Exercise task: Count how many lines in the items below contain the word "wall". Reply with that number only.

======== Exercise inputs

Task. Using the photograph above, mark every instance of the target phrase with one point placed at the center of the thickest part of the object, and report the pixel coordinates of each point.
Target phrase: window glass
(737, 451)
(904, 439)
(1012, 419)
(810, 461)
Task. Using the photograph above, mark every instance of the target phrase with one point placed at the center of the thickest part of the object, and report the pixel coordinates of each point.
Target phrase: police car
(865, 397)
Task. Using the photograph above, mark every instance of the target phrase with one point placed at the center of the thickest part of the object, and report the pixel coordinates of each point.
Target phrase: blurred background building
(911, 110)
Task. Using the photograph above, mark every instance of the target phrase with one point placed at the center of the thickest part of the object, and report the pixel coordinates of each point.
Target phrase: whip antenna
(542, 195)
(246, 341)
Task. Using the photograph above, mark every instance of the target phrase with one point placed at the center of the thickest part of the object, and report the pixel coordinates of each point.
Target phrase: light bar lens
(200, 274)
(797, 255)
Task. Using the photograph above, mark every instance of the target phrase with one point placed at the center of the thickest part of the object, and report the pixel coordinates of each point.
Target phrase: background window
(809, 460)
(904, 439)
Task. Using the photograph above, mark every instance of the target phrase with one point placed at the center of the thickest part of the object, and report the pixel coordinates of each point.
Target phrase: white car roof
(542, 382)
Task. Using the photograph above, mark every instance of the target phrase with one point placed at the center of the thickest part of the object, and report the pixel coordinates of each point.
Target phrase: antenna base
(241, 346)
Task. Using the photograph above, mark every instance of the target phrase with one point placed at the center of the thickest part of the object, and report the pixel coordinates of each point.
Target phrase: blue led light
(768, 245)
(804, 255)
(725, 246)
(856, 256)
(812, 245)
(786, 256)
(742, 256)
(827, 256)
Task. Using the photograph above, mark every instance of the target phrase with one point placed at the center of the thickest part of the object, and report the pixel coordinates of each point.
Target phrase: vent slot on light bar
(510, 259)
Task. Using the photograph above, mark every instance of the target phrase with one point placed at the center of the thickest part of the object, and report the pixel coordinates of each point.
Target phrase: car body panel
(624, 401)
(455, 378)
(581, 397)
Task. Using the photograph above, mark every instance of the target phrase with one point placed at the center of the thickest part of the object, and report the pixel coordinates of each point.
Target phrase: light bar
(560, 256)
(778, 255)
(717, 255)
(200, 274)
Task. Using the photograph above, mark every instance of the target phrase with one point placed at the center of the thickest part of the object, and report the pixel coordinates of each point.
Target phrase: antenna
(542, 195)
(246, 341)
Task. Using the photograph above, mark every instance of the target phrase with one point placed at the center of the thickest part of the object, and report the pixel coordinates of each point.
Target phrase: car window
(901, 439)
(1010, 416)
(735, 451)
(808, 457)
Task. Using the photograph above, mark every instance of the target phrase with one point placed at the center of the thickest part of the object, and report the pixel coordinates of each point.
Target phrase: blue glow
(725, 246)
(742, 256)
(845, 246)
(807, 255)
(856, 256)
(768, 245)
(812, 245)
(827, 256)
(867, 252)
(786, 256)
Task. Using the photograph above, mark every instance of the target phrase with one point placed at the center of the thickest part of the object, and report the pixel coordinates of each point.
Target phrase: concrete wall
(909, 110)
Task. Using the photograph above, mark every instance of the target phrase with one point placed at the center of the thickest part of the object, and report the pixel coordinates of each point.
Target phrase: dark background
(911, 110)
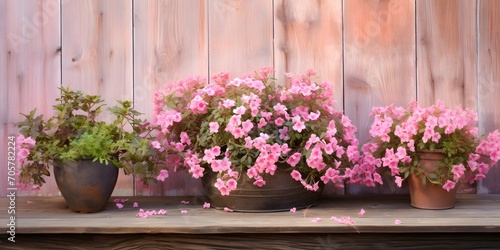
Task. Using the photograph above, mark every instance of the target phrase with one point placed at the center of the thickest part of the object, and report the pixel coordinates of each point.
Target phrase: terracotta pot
(281, 193)
(430, 196)
(85, 185)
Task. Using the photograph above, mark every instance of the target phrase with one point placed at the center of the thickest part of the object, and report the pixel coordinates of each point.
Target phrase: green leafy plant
(74, 132)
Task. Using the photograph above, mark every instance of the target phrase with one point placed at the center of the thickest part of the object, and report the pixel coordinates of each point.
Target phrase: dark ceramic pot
(281, 193)
(85, 185)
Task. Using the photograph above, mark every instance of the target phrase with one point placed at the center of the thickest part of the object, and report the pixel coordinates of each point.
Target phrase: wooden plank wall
(373, 52)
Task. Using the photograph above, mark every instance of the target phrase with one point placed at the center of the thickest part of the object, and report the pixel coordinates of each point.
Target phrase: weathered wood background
(374, 52)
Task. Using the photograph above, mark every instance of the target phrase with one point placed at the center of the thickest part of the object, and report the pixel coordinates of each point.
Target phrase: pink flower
(262, 123)
(156, 144)
(185, 138)
(239, 110)
(163, 175)
(279, 121)
(231, 184)
(361, 212)
(296, 175)
(198, 105)
(247, 126)
(228, 103)
(399, 181)
(298, 125)
(458, 171)
(284, 134)
(449, 185)
(294, 159)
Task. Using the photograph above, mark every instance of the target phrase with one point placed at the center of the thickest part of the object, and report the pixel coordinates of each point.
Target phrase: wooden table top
(49, 215)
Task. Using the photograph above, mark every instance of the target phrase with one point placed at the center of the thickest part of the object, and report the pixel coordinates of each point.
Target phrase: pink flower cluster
(251, 125)
(399, 134)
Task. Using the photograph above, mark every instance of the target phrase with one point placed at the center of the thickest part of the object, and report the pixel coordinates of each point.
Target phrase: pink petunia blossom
(294, 159)
(214, 127)
(449, 185)
(296, 175)
(361, 212)
(162, 175)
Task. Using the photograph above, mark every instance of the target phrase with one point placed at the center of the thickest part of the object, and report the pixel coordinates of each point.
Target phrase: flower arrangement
(399, 134)
(251, 125)
(74, 132)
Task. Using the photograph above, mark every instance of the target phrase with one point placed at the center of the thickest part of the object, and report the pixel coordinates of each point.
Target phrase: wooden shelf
(46, 216)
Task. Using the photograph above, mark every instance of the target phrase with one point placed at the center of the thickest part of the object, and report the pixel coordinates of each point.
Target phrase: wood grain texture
(240, 36)
(170, 44)
(379, 64)
(29, 68)
(49, 215)
(446, 52)
(97, 54)
(308, 35)
(489, 80)
(270, 241)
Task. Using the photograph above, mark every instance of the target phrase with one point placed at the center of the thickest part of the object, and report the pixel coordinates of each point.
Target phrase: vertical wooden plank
(97, 54)
(379, 62)
(489, 81)
(308, 35)
(240, 35)
(170, 43)
(446, 52)
(29, 68)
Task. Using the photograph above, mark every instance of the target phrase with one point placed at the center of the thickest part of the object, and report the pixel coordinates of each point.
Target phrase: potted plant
(255, 144)
(434, 147)
(84, 151)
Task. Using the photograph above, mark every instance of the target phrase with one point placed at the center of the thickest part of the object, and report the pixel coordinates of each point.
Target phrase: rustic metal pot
(281, 193)
(86, 185)
(430, 196)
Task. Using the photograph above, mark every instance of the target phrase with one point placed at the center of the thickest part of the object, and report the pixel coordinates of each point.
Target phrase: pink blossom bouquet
(399, 134)
(252, 126)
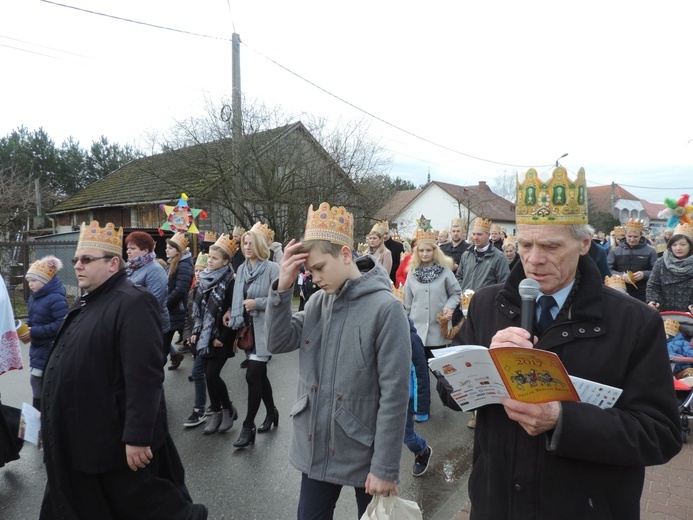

================

Answer to this problem: 2